* Exercise task *
Copy everything from the start of the material down to and including the line containing "x=386, y=204", keeping every line. Offset each x and y coordinate in the answers by 78.

(Rows of the dataset)
★ ★ ★

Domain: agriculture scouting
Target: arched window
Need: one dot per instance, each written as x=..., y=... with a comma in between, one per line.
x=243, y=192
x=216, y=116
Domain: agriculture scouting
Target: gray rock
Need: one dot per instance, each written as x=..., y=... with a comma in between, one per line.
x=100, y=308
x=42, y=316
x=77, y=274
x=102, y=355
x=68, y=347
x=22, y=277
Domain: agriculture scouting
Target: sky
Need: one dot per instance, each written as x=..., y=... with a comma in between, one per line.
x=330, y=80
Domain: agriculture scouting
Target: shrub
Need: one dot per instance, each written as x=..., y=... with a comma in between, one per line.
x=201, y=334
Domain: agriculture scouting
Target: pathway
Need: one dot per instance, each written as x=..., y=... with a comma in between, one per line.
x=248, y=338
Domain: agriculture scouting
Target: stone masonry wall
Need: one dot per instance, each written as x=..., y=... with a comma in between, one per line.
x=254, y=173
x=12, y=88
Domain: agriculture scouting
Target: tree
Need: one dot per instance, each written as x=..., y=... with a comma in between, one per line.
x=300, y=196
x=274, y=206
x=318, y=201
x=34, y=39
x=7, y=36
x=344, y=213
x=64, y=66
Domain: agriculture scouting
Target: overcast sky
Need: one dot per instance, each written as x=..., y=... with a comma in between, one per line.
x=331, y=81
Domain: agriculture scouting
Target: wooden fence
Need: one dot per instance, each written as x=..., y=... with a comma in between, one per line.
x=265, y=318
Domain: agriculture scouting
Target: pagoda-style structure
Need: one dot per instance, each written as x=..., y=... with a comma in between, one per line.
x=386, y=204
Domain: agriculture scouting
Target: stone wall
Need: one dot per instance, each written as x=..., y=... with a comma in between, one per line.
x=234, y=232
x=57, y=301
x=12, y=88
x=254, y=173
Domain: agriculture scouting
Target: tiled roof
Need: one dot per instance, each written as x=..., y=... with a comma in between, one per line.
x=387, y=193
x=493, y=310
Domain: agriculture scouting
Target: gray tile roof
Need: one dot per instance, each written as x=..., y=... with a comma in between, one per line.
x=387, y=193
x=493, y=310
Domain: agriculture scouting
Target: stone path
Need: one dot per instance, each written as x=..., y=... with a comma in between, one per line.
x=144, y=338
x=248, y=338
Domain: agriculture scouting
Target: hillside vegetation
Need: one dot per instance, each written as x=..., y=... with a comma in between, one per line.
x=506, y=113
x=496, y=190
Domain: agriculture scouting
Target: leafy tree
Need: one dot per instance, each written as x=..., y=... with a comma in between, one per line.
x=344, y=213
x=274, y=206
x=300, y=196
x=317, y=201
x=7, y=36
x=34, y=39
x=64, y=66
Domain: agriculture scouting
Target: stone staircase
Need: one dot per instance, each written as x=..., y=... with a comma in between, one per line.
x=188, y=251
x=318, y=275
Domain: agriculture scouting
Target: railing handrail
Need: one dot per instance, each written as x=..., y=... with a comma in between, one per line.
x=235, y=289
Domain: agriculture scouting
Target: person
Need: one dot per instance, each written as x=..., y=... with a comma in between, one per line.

★ ★ ★

* Result of this exercise *
Domain: agriculture scouting
Target: arched window
Need: one dot per instance, each written as x=..., y=... with a comma in between, one per line.
x=321, y=270
x=294, y=194
Domain: agriculture scouting
Target: gray rock
Need: one dot per instance, each written as x=..., y=... with a comma in between, one per line.
x=178, y=386
x=120, y=394
x=155, y=352
x=180, y=433
x=146, y=425
x=100, y=355
Domain: agriculture scouting
Target: sky
Need: one dot per instance, each written as x=..., y=... with a comma in between, one per line.
x=408, y=158
Domain: agriculture scouting
Target: shrub
Need: one dot per instance, each written as x=..., y=... with a comma in between, one per line.
x=279, y=412
Domain: agriculture scouting
Target: pathway
Need: one dot per instance, each written as x=..., y=... with a comma in between, one per line.
x=326, y=416
Domain: agriculture scouting
Target: stone masonry wall
Need: one dot per instance, each written as x=..., y=... with a comma in between, one per line.
x=332, y=251
x=90, y=166
Domain: agriculture scouting
Target: tree
Need: one dot per instance, each written as x=..., y=... with a comma in between, one per line.
x=378, y=274
x=352, y=284
x=396, y=279
x=112, y=117
x=85, y=114
x=422, y=291
x=142, y=144
Domain: agriculture scouting
Target: overcast sky
Need: one dot per instance, each written as x=..., y=... with a comma in between, one per line.
x=409, y=159
Domain: agriculture scouting
Target: wooden fence
Need: one dot per instance, each written as x=..., y=... with a comma in between, one per line.
x=343, y=396
Domain: agriculture scouting
Target: pagoda-style structure
Need: one dot per instance, each written as x=..., y=... with a comma in between, one per line.
x=464, y=282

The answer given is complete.